Exercise prompt | Pull out every line of the records that contains the string "neck", matching case exactly.

Data provided |
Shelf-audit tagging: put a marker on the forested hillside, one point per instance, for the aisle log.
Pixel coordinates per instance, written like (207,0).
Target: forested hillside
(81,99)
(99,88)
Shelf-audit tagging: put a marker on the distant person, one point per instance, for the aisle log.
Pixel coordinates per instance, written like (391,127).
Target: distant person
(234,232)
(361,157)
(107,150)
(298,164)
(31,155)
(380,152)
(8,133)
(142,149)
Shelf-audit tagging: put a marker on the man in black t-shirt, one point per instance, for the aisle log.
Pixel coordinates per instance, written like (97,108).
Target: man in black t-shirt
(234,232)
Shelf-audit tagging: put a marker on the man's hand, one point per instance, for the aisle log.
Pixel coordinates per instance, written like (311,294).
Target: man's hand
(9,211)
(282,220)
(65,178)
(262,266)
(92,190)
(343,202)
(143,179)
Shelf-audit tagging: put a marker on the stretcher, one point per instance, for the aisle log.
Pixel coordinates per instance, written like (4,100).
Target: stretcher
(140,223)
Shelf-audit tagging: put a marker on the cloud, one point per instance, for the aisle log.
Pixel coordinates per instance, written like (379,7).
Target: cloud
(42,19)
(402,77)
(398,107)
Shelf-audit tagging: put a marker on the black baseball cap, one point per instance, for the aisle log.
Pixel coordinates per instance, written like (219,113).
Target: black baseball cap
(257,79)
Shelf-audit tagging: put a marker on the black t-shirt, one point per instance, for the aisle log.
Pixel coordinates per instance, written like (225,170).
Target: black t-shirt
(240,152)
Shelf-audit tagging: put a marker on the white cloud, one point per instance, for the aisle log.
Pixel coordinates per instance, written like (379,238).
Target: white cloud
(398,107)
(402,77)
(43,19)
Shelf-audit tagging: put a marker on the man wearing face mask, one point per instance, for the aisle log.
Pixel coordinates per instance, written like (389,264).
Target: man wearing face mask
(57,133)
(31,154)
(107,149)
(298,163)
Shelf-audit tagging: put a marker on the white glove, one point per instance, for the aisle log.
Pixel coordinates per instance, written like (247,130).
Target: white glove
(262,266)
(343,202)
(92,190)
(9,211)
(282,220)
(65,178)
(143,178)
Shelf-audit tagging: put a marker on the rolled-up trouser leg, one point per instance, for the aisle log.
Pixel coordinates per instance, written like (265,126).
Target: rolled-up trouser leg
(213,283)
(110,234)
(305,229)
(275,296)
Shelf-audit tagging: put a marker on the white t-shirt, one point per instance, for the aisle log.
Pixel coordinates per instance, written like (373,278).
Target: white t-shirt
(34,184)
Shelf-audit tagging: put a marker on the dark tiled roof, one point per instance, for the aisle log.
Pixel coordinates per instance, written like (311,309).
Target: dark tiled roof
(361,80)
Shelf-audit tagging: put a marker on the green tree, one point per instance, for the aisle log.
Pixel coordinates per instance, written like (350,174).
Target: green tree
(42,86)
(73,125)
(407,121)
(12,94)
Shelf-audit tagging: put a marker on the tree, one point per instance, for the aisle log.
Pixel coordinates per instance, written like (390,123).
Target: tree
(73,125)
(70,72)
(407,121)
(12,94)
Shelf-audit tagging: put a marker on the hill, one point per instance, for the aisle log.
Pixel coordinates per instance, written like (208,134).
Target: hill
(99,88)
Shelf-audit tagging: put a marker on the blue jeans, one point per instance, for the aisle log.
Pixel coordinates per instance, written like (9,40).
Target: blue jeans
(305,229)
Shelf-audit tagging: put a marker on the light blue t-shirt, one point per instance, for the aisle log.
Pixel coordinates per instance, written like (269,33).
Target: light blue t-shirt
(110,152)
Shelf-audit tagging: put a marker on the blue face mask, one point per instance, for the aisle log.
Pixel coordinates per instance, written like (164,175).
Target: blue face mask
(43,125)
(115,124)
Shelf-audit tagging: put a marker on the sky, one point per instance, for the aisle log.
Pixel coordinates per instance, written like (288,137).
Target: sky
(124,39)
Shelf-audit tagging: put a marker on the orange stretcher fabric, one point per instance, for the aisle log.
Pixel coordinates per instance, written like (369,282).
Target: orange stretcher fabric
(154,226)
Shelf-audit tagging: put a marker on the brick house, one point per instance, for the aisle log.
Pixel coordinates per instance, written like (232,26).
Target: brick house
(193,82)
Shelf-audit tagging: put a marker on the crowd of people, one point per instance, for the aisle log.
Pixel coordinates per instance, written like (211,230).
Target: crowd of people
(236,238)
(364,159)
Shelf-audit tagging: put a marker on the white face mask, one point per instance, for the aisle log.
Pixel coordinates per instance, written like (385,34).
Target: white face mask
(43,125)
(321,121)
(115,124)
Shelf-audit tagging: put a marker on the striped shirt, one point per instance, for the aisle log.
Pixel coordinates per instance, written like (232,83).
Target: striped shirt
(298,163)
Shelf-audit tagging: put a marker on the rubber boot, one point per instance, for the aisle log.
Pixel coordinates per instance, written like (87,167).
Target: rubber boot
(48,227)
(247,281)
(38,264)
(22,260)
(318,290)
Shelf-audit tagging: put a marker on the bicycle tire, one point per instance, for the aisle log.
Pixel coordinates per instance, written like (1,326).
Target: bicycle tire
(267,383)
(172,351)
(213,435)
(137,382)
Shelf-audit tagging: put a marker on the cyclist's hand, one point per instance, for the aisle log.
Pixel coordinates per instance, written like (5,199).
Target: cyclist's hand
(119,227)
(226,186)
--
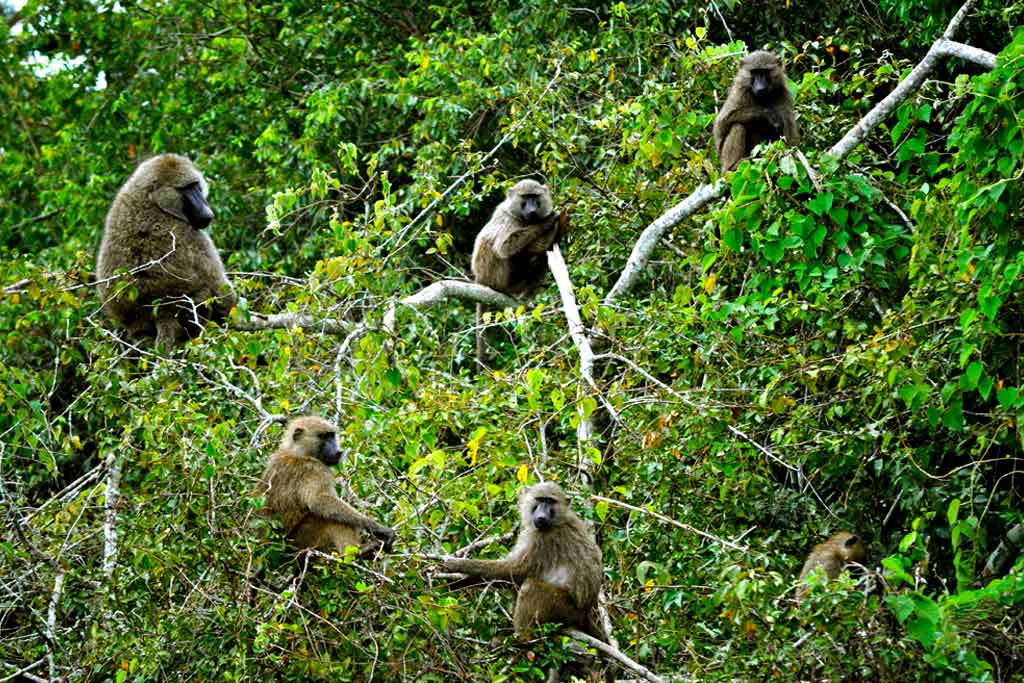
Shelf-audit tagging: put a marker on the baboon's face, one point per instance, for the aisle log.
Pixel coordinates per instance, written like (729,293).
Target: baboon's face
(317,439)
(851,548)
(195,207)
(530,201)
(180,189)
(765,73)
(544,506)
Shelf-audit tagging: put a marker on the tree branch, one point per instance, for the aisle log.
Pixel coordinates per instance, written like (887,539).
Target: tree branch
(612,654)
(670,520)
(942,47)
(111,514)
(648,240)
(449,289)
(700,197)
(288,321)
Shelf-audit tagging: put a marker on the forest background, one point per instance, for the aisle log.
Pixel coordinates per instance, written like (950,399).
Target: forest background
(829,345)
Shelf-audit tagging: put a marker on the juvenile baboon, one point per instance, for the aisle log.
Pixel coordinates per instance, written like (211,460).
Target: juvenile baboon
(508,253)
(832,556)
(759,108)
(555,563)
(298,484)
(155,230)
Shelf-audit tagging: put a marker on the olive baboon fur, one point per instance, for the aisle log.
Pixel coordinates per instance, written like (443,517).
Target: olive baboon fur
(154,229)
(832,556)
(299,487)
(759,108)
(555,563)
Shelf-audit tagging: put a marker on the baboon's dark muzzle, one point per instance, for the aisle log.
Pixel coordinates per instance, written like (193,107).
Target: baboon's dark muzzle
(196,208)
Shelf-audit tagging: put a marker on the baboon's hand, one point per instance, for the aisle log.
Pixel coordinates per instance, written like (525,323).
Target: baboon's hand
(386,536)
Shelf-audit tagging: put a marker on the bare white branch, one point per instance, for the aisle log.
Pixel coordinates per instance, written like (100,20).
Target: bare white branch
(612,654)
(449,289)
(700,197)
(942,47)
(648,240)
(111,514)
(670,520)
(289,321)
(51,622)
* * *
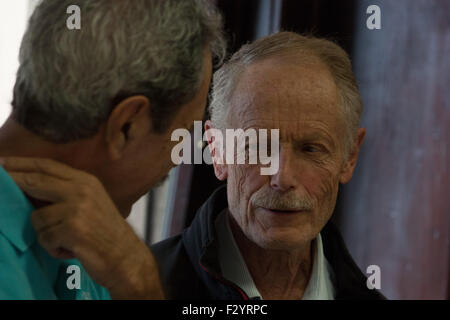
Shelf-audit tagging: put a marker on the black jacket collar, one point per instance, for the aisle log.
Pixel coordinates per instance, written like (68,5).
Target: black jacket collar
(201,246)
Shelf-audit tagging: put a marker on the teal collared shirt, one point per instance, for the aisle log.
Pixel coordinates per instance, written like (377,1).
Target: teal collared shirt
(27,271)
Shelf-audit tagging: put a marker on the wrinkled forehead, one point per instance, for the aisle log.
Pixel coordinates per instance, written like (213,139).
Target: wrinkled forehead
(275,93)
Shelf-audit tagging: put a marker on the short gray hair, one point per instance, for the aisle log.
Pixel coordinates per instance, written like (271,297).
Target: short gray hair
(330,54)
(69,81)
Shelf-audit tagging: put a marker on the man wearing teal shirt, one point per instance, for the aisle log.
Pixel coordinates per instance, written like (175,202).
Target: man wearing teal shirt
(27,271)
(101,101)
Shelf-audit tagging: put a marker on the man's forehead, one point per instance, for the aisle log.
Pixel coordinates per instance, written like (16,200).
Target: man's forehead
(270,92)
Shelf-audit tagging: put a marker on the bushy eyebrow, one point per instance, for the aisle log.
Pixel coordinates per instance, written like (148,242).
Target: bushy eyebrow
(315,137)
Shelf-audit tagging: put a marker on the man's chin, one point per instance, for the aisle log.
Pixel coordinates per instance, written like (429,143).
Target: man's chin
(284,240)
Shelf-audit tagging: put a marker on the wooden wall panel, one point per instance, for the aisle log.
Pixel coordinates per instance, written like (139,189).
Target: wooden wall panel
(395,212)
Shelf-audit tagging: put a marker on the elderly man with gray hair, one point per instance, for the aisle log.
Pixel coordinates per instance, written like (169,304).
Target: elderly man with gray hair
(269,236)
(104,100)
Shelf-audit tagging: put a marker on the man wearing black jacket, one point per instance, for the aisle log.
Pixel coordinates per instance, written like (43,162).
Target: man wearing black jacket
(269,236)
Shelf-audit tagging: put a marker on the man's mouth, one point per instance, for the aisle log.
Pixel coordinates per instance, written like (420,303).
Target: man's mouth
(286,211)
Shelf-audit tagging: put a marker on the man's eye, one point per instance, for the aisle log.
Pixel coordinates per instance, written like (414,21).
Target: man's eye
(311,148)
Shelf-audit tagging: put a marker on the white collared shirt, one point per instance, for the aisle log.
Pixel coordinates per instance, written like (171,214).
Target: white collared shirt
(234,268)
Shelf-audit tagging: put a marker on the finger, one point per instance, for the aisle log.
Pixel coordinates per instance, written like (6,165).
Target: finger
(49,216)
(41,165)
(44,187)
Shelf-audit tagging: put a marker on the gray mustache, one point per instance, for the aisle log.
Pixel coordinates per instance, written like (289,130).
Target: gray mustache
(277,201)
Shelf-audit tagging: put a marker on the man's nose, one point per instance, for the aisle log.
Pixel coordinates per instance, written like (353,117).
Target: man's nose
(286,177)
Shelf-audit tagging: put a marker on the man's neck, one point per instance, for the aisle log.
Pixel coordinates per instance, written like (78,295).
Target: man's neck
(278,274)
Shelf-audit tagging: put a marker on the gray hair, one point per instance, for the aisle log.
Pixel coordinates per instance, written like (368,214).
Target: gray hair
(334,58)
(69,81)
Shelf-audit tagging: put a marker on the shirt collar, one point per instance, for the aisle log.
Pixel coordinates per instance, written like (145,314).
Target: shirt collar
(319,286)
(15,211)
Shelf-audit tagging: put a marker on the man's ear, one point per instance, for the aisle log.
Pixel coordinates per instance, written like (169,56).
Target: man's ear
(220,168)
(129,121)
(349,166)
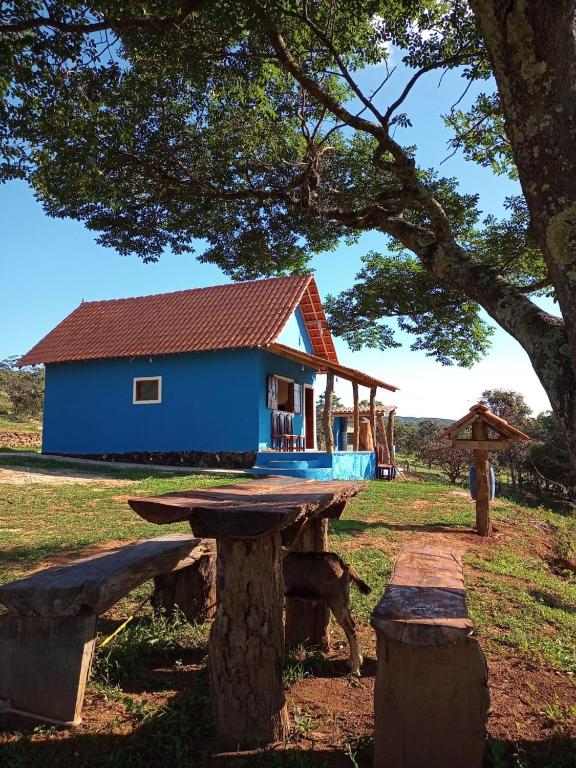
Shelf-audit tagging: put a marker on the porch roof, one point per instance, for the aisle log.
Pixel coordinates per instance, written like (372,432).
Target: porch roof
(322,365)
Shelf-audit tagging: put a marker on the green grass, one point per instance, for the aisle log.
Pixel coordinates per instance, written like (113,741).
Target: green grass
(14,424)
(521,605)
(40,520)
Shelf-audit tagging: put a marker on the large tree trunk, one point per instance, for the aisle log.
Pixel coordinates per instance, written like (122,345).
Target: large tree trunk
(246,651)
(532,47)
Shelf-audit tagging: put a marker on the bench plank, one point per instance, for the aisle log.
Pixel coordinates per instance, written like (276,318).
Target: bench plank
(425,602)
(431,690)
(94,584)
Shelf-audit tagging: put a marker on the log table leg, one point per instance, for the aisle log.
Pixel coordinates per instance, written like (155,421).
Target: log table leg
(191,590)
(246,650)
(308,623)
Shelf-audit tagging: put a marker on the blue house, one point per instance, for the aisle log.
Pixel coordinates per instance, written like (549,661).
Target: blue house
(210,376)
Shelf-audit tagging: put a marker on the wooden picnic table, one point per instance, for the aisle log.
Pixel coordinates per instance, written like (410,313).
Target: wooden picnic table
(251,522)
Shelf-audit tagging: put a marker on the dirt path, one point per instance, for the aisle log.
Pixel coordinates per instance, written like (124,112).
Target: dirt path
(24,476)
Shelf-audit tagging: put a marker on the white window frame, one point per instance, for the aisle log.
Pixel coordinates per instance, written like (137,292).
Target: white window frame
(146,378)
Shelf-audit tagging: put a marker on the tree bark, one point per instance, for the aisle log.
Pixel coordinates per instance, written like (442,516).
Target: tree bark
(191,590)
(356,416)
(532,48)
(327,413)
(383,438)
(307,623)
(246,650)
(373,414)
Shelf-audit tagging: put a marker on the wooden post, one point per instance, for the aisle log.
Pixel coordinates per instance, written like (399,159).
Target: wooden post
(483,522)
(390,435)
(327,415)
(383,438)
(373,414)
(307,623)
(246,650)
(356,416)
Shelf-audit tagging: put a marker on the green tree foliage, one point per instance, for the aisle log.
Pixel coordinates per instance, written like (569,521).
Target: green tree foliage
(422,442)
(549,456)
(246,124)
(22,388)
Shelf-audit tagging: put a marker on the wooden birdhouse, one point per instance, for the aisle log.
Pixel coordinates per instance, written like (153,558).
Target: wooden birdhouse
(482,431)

Exercise answer |
Shelf-audit tagging: put a marker on the man's neck, one point per instance, for the aisle log.
Target: man's neck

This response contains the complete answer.